WORK REQUIRED -> Rewrite the listing below, swapping every "in this shot" for "in this image" and keeping everything else the same. Leave the pictures out of your answer.

── MATERIAL FOR THIS EXERCISE

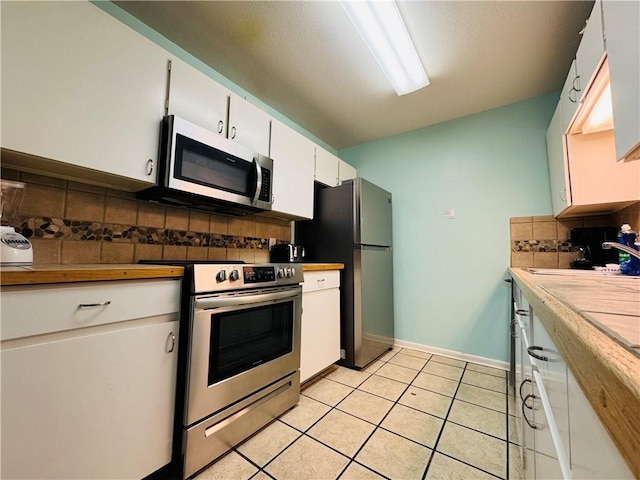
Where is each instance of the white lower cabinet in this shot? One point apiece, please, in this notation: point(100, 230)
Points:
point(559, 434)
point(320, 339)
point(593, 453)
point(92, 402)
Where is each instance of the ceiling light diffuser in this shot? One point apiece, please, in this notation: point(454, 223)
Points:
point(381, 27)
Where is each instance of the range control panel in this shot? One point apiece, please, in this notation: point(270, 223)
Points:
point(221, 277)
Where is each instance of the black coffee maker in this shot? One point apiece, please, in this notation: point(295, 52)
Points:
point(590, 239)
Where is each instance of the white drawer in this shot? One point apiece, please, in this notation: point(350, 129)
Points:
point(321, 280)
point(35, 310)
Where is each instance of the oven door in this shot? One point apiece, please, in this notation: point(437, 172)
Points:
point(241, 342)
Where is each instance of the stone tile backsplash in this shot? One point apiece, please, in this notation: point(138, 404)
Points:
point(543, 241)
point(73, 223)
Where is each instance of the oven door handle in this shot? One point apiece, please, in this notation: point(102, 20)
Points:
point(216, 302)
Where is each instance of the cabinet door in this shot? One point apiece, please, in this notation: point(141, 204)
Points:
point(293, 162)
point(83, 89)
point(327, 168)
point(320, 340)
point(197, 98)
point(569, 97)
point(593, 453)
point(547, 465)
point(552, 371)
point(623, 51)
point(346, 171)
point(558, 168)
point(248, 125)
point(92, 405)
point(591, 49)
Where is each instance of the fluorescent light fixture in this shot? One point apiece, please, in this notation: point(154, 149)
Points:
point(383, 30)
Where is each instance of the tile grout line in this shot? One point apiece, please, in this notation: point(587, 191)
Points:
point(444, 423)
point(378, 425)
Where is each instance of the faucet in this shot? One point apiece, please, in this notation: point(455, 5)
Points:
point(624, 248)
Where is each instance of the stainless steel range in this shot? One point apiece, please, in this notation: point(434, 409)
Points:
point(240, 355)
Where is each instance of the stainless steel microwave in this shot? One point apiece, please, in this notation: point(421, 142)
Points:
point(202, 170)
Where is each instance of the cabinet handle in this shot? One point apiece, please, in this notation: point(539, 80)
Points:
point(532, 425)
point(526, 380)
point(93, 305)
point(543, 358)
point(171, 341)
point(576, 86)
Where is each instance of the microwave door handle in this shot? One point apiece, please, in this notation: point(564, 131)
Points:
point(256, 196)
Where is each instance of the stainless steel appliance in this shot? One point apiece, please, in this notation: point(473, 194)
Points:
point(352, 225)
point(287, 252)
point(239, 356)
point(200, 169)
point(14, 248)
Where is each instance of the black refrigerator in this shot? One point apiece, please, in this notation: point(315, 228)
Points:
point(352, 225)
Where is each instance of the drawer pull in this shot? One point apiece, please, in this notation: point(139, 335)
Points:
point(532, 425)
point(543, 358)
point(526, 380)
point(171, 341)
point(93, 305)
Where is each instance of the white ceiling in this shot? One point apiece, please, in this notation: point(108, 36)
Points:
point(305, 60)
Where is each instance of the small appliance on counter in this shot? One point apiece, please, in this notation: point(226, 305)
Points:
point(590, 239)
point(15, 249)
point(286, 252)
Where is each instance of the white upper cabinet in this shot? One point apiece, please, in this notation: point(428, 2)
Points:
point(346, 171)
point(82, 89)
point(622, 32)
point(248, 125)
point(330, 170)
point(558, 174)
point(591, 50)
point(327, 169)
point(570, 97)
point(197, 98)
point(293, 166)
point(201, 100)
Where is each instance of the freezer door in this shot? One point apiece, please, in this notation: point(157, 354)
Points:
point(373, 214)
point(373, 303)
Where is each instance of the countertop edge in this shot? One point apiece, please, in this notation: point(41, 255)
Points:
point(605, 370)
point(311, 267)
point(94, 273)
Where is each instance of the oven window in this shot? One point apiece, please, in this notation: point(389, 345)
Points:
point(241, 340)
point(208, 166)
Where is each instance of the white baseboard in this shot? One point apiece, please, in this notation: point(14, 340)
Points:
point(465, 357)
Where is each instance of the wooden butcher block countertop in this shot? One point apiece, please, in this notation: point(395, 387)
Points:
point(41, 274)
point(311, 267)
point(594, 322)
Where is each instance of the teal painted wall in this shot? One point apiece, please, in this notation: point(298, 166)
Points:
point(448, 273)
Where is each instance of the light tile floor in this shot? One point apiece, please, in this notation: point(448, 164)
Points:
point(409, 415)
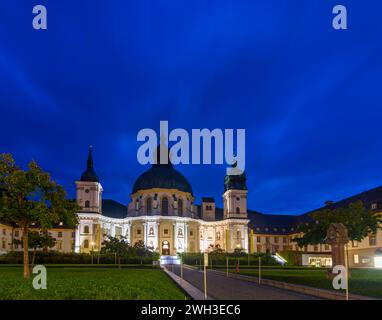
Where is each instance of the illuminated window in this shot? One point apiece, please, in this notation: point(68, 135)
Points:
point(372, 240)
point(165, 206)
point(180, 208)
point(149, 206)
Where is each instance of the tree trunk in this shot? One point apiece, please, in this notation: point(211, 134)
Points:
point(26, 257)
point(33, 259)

────

WRITTEN ANSWER ->
Where is each instance of the white lower cabinet in this image? One point apiece, please, in this notation: point(100, 230)
Points:
point(559, 434)
point(320, 339)
point(593, 453)
point(92, 402)
Where is each instance of the ceiling light diffuser in this image? One point apiece, please, in this notation: point(454, 223)
Points:
point(381, 27)
Where is each instance of the range control panel in this image? One point apiece, please, in this notation: point(270, 223)
Points:
point(221, 277)
Where is each instance of the black coffee maker in this image? One point apiece, please, in this notation: point(295, 52)
Points:
point(590, 239)
Where is each instance of the white drawer in this image? One point apiece, please, in this notation: point(350, 129)
Points:
point(321, 280)
point(35, 310)
Where is each instance of the oven door in this image? One point apiece, please, in this notation: point(437, 172)
Points:
point(241, 342)
Where is each instance of the stone tile backsplash in this image? One point apiece, please, in this notation: point(138, 404)
Points:
point(543, 241)
point(73, 223)
Where is each instance of the oven door handle in this image? One point apiece, please, in this notation: point(102, 20)
Points:
point(216, 302)
Where is each instance of the cabinet door in this image? One point apiece, please, in this notation: point(141, 204)
Points:
point(293, 162)
point(83, 89)
point(327, 168)
point(320, 340)
point(197, 98)
point(569, 97)
point(593, 453)
point(547, 465)
point(552, 371)
point(623, 51)
point(346, 171)
point(558, 168)
point(248, 125)
point(92, 405)
point(591, 49)
Where is each instance of the fluorescent light fixture in this image? One point apiece, please, in this notation: point(154, 149)
Points:
point(383, 30)
Where is each instance of the tile grout line in this image? One point apiece, please, in this notation: point(587, 191)
Points:
point(444, 423)
point(378, 425)
Where is each instance of the faucet in this image? One point apiece, please, in this notation: point(455, 5)
Points:
point(624, 248)
Where is each instance of the stainless steel range in this image? One point apiece, please, in this notation: point(434, 409)
Points:
point(240, 355)
Where is each instance of the stainless steel microwave in this image? One point apiece, please, in this notation: point(421, 142)
Points:
point(202, 170)
Where is each instance of the cabinet handle in this image? One point apiece, please, in this notation: point(539, 80)
Points:
point(532, 425)
point(526, 380)
point(93, 305)
point(543, 358)
point(171, 341)
point(576, 86)
Where is each instance of the microwave door handle in this image? One point apiece, please, in this notation: point(564, 131)
Points:
point(256, 196)
Where is each instance of the stainless steel appliance in this image? One point apiece, please, in this notation: point(473, 194)
Points:
point(352, 225)
point(287, 252)
point(239, 356)
point(200, 169)
point(14, 248)
Where is each instance of the black refrigerator in this image? One point apiece, please, in this notation: point(315, 228)
Points:
point(352, 225)
Where is each instance of the drawer pull in this image? One point apiece, please, in this notation: point(139, 335)
Points:
point(532, 425)
point(543, 358)
point(526, 380)
point(171, 341)
point(93, 305)
Where is each instance of the white ceiling in this image? One point apiece, please, in this notation: point(108, 36)
Points:
point(305, 60)
Where is each instance of the small appliance on counter in this image? One point apiece, please, in this notation: point(226, 305)
Points:
point(590, 239)
point(15, 249)
point(286, 252)
Where is each instance of the white upper cabinet in this image? One point apiece, please, in this notation: point(428, 2)
Points:
point(346, 171)
point(82, 89)
point(622, 32)
point(248, 125)
point(330, 170)
point(558, 174)
point(591, 50)
point(327, 169)
point(570, 97)
point(197, 98)
point(293, 166)
point(201, 100)
Where is each instance of the freezer door in this image? One point apiece, please, in this notation: point(157, 354)
Points:
point(373, 214)
point(373, 303)
Where is each instance of the countertop edge in this image? One point apiece, please, in this notation: point(41, 255)
Points:
point(605, 370)
point(311, 267)
point(94, 273)
Where is each instance of the oven window in this image? One point apiece, please, in this notation: point(389, 345)
Points:
point(241, 340)
point(208, 166)
Where is each instance of the white baseboard in this image? One point apiece, please, in this notation: point(14, 340)
Points:
point(465, 357)
Where is each instance of the wooden butcher block countertop in this image? One point apiece, please, in this notation: point(395, 387)
Points:
point(41, 274)
point(311, 267)
point(594, 322)
Where is each instance of the teal painted wall in this image? One point apiece, please, in this notation: point(298, 166)
Points:
point(448, 273)
Where is each instance of the light tile floor in this image? One point apiece, please, in this notation: point(448, 164)
Points:
point(409, 415)
Where is each instance of the illuminated window in this image? One point apiece, please, in this notation: point(68, 135)
Points:
point(372, 240)
point(165, 206)
point(180, 208)
point(149, 206)
Where is each instance of the tree trunk in this image? One point apiece, please, in this notation: point(211, 134)
Points:
point(26, 257)
point(33, 259)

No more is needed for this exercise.